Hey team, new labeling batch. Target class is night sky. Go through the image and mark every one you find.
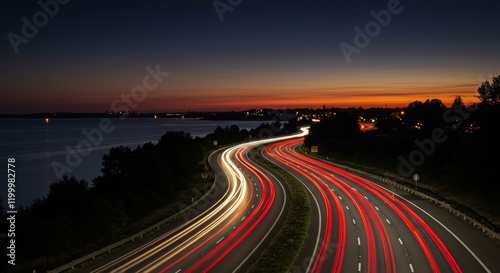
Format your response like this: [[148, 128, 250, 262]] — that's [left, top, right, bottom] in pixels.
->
[[0, 0, 500, 114]]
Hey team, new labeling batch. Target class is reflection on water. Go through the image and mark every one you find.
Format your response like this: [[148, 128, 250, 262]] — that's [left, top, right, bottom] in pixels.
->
[[0, 118, 262, 206]]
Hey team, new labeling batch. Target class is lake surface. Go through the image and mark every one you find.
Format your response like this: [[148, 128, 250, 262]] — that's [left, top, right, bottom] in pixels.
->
[[0, 118, 262, 207]]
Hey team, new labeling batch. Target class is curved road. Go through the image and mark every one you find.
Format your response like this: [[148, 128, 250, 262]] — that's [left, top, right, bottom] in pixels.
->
[[87, 133, 305, 272], [264, 138, 500, 272]]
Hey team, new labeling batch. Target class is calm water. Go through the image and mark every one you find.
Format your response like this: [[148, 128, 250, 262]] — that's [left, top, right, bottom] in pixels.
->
[[0, 118, 262, 207]]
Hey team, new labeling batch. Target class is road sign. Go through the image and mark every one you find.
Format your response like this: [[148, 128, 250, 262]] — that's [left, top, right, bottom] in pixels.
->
[[311, 146, 318, 153], [413, 173, 420, 182]]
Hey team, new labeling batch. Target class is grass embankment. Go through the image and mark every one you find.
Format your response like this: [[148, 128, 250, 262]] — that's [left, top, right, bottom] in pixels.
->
[[248, 148, 311, 272]]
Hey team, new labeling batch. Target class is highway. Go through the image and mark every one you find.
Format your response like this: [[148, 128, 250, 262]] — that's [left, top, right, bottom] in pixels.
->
[[85, 132, 305, 272], [263, 138, 500, 272], [78, 129, 500, 273]]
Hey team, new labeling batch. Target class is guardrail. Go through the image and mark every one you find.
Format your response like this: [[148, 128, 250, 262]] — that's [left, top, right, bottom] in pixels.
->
[[47, 150, 218, 273], [308, 153, 500, 241]]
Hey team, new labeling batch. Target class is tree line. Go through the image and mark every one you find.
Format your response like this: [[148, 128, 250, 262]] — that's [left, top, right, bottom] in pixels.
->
[[305, 76, 500, 230]]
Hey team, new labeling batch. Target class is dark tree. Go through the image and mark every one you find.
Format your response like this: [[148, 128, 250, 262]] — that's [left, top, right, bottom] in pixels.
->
[[404, 99, 446, 132]]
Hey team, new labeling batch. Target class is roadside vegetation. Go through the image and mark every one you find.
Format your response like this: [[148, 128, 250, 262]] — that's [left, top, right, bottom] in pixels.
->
[[305, 76, 500, 232], [0, 122, 295, 272], [248, 148, 311, 273]]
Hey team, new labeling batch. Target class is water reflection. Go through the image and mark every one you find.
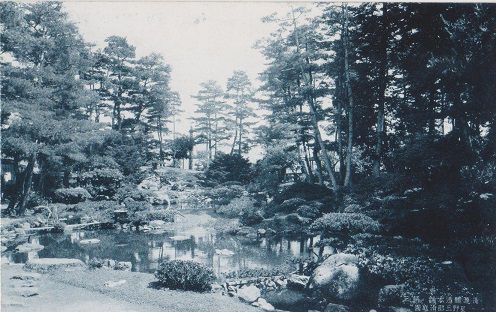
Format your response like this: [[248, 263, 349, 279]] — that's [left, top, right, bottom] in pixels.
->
[[9, 213, 331, 275]]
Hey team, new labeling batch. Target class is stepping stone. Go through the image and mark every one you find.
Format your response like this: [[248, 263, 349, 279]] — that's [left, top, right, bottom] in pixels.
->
[[16, 243, 45, 252], [24, 258, 86, 273], [103, 280, 126, 288], [15, 287, 39, 297], [79, 238, 100, 245], [2, 296, 26, 307], [10, 272, 41, 281]]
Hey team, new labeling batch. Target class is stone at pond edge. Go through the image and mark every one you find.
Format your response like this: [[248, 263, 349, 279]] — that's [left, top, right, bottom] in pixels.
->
[[24, 258, 86, 273], [324, 303, 350, 312], [287, 274, 310, 290], [79, 238, 100, 245], [264, 289, 306, 310], [308, 253, 362, 301], [15, 287, 39, 297], [254, 298, 275, 311], [103, 280, 126, 288], [114, 261, 133, 271], [10, 272, 41, 281], [237, 285, 260, 303], [385, 307, 412, 312], [16, 243, 45, 252], [378, 284, 405, 307]]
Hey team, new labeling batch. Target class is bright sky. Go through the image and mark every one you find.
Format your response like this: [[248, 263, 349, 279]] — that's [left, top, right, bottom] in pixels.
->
[[65, 2, 308, 133]]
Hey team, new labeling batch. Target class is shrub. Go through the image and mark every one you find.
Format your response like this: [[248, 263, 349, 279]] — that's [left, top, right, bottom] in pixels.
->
[[79, 168, 124, 198], [239, 209, 263, 225], [217, 196, 255, 218], [69, 200, 122, 222], [296, 203, 322, 220], [274, 182, 333, 204], [52, 222, 67, 233], [155, 260, 215, 291], [26, 192, 49, 208], [115, 184, 152, 202], [144, 210, 175, 222], [311, 213, 380, 235], [55, 187, 91, 204], [205, 154, 251, 183], [124, 199, 153, 225], [206, 185, 245, 205]]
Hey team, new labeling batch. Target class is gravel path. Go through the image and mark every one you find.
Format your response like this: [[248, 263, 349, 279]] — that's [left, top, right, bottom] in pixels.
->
[[2, 265, 261, 312]]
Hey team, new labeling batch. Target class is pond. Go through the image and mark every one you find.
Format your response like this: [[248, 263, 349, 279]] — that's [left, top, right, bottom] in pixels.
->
[[6, 211, 330, 276]]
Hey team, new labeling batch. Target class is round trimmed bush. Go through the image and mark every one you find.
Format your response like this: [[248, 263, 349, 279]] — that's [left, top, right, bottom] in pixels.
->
[[155, 260, 215, 291]]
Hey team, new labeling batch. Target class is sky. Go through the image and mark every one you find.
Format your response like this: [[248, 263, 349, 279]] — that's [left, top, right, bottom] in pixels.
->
[[64, 2, 310, 133]]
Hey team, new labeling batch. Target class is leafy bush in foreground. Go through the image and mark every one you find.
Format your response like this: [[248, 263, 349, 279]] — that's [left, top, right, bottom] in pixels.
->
[[311, 213, 380, 235], [155, 260, 215, 291], [55, 187, 91, 204], [217, 196, 255, 218]]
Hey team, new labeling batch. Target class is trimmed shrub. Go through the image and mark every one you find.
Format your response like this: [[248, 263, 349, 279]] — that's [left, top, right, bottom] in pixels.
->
[[216, 196, 255, 218], [296, 202, 322, 220], [206, 185, 245, 205], [79, 168, 124, 198], [239, 209, 263, 225], [274, 182, 333, 204], [155, 260, 215, 291], [26, 192, 49, 208], [69, 200, 122, 222], [145, 210, 175, 222], [55, 187, 91, 204], [311, 212, 380, 236], [115, 184, 152, 202], [205, 154, 251, 183]]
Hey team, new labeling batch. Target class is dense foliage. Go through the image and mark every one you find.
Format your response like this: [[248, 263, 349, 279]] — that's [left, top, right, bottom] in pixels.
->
[[155, 260, 215, 291]]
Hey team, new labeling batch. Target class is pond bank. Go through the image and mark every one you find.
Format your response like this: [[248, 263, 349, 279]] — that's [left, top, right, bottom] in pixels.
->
[[2, 264, 260, 312]]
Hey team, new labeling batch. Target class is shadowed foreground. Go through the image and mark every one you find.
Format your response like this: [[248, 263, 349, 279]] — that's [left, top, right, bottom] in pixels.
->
[[2, 265, 259, 312]]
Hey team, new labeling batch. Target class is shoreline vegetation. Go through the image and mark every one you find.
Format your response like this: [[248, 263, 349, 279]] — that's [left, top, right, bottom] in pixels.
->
[[0, 2, 496, 312]]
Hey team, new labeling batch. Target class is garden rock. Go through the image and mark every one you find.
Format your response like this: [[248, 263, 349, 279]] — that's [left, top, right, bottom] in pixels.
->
[[148, 220, 166, 229], [24, 258, 86, 273], [386, 307, 412, 312], [308, 253, 361, 301], [264, 289, 306, 310], [238, 285, 260, 303], [15, 287, 39, 297], [252, 298, 275, 311], [10, 272, 41, 281], [16, 243, 45, 252], [114, 261, 133, 271], [103, 280, 126, 288], [378, 284, 405, 307], [324, 303, 350, 312], [79, 238, 100, 245], [287, 274, 310, 290]]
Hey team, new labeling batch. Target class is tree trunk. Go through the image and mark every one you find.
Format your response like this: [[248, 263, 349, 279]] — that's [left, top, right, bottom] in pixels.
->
[[372, 3, 388, 177], [313, 138, 324, 185], [231, 117, 238, 155], [292, 7, 338, 190], [343, 3, 353, 186], [157, 117, 164, 164], [15, 154, 36, 216], [238, 117, 243, 155]]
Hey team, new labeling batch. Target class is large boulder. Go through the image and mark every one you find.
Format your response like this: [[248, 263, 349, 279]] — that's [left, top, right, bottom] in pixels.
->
[[24, 258, 86, 273], [308, 253, 362, 301], [238, 285, 260, 303], [324, 303, 350, 312], [287, 274, 310, 290], [378, 284, 405, 308], [16, 243, 45, 253], [264, 289, 307, 310]]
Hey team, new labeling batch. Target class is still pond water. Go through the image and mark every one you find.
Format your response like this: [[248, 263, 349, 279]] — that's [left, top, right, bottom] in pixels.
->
[[9, 211, 334, 276]]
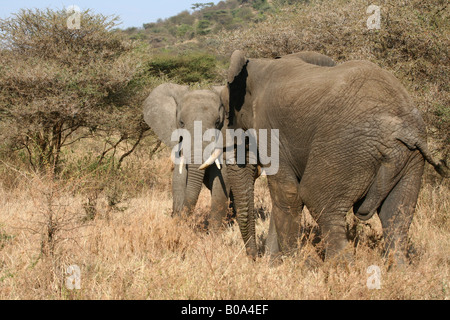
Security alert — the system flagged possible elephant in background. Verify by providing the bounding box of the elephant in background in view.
[143,83,230,230]
[207,51,448,263]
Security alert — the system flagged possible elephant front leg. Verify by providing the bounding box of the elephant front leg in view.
[172,166,187,216]
[266,172,303,257]
[208,166,229,232]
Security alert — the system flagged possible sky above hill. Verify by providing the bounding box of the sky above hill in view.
[0,0,219,29]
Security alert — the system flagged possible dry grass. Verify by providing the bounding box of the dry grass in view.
[0,153,450,299]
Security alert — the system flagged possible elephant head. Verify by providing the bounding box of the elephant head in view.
[144,83,228,228]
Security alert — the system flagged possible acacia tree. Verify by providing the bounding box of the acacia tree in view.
[0,9,148,170]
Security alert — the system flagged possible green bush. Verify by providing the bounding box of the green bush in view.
[148,52,218,83]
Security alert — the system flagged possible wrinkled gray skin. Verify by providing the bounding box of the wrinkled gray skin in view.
[214,51,336,258]
[144,83,230,230]
[221,51,448,263]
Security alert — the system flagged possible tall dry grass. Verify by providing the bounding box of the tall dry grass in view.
[0,148,450,299]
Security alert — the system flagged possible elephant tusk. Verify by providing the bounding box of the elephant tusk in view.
[178,156,184,174]
[214,159,221,170]
[199,149,222,170]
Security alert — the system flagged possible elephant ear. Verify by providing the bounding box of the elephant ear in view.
[227,50,248,83]
[143,83,189,147]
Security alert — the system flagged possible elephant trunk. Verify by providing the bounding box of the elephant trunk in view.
[227,165,257,258]
[184,164,205,213]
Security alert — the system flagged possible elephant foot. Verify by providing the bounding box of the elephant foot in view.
[269,252,283,268]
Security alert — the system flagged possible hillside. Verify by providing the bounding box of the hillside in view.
[123,0,278,48]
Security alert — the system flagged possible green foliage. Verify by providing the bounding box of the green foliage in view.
[148,52,218,83]
[0,9,153,171]
[123,0,273,48]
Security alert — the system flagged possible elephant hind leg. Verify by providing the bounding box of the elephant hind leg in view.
[353,162,400,220]
[379,151,424,264]
[266,170,303,255]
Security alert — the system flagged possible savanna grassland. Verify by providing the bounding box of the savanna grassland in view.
[0,0,450,300]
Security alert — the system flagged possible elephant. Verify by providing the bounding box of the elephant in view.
[143,83,230,230]
[202,50,448,264]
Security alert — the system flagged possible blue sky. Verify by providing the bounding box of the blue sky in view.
[0,0,219,28]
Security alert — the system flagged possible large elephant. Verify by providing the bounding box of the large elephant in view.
[203,51,448,263]
[144,83,230,230]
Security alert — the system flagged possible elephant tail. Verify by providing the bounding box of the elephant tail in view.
[406,140,449,178]
[416,143,449,178]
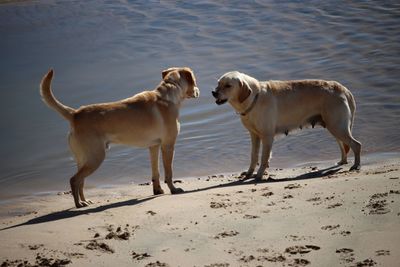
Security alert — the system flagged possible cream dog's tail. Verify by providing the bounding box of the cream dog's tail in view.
[40,69,75,121]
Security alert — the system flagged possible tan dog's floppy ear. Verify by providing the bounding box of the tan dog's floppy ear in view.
[179,67,196,86]
[161,68,176,80]
[238,80,252,103]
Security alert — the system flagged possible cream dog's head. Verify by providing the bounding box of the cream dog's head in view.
[212,71,252,105]
[162,67,200,98]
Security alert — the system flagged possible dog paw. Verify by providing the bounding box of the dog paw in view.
[171,187,185,195]
[349,164,361,171]
[75,201,89,209]
[238,171,254,180]
[82,199,94,205]
[153,188,164,195]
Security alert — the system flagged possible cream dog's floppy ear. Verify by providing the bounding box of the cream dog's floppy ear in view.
[238,79,252,103]
[161,68,176,80]
[179,67,196,86]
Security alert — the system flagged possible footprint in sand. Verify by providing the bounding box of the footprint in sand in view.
[284,183,301,189]
[321,224,340,231]
[85,240,115,253]
[375,249,390,256]
[336,248,358,266]
[145,261,169,267]
[132,251,151,261]
[285,245,321,254]
[214,231,239,239]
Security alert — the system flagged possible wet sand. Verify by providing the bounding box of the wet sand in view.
[0,157,400,266]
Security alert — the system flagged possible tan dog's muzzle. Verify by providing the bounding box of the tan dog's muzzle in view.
[188,87,200,98]
[211,87,228,105]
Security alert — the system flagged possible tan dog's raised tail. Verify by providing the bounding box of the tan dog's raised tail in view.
[40,68,200,208]
[212,71,361,179]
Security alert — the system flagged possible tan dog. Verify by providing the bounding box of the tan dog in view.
[40,68,200,208]
[212,71,361,179]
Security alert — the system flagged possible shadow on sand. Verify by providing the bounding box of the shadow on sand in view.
[0,165,342,231]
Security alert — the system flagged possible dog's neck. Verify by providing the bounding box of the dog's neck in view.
[156,80,184,105]
[230,90,260,116]
[237,92,260,116]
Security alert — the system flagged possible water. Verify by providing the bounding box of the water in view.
[0,1,400,199]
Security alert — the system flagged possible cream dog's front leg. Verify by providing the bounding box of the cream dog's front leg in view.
[256,135,274,180]
[246,131,260,179]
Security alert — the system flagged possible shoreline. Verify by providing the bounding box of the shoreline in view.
[0,155,400,266]
[0,152,400,208]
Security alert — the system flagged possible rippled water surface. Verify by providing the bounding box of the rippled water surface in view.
[0,1,400,199]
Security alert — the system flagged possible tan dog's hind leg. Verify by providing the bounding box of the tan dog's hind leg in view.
[149,145,164,195]
[336,138,348,165]
[161,144,184,194]
[324,114,361,171]
[256,135,274,180]
[69,134,105,208]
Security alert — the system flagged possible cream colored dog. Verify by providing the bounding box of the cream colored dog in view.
[212,71,361,179]
[40,68,200,208]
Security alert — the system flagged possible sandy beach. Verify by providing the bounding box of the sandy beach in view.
[0,158,400,266]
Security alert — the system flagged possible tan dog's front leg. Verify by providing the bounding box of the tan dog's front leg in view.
[161,144,184,194]
[246,132,260,179]
[256,135,274,180]
[149,145,164,195]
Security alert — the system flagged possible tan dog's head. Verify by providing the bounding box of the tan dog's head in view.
[211,71,252,105]
[162,67,200,98]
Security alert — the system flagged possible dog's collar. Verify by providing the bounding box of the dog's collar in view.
[236,93,260,116]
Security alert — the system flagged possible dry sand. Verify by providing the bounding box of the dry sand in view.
[0,158,400,266]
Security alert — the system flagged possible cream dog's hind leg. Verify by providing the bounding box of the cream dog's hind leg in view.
[69,133,105,208]
[161,143,183,194]
[149,145,164,195]
[245,131,260,179]
[255,134,274,180]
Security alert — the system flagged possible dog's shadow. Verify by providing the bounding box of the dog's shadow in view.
[0,165,342,231]
[183,165,342,194]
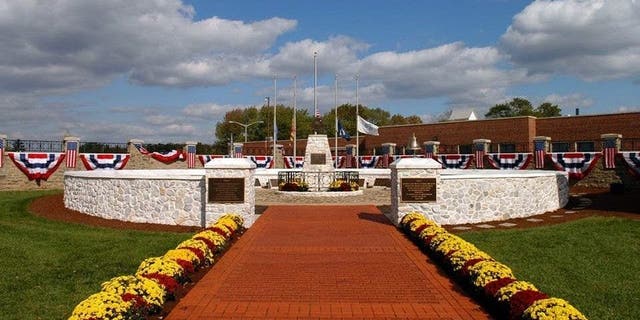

---

# Do this
Change "calm water" to "still water" in the listing lines starting with the line that contains "Hey team, new labeling batch. Target class is lake" and going on through the line that contains "[[311, 146, 318, 153], [413, 173, 420, 182]]", leaving everything else unchanged. Give back only those lines.

# Reply to the exercise
Hey team, new labeling batch. Target class is lake surface. Go through the image and mark every one you find.
Format your response like this: [[148, 128, 250, 262]] — that's [left, top, right, bottom] in pixels.
->
[[0, 118, 262, 207]]
Hey team, new labeling batch. Target class is curved road. Go through the image and mark every one you find.
Format your response like this: [[148, 128, 250, 262]] — that's [left, top, right, bottom] in pixels.
->
[[87, 133, 305, 272], [264, 138, 500, 272]]
Hey team, new labeling batch. Target class is still water. Go through the image and mark every one you find.
Format your response like this: [[148, 128, 250, 262]] — that's [left, top, right, bottom] in pixels.
->
[[0, 118, 262, 207]]
Hey team, new labeling batch. Target class is road sign. Go through the image and mark every one you find.
Format your response like this: [[148, 128, 250, 262]] — that's [left, top, right, bottom] in pixels.
->
[[311, 146, 318, 153], [413, 173, 420, 182]]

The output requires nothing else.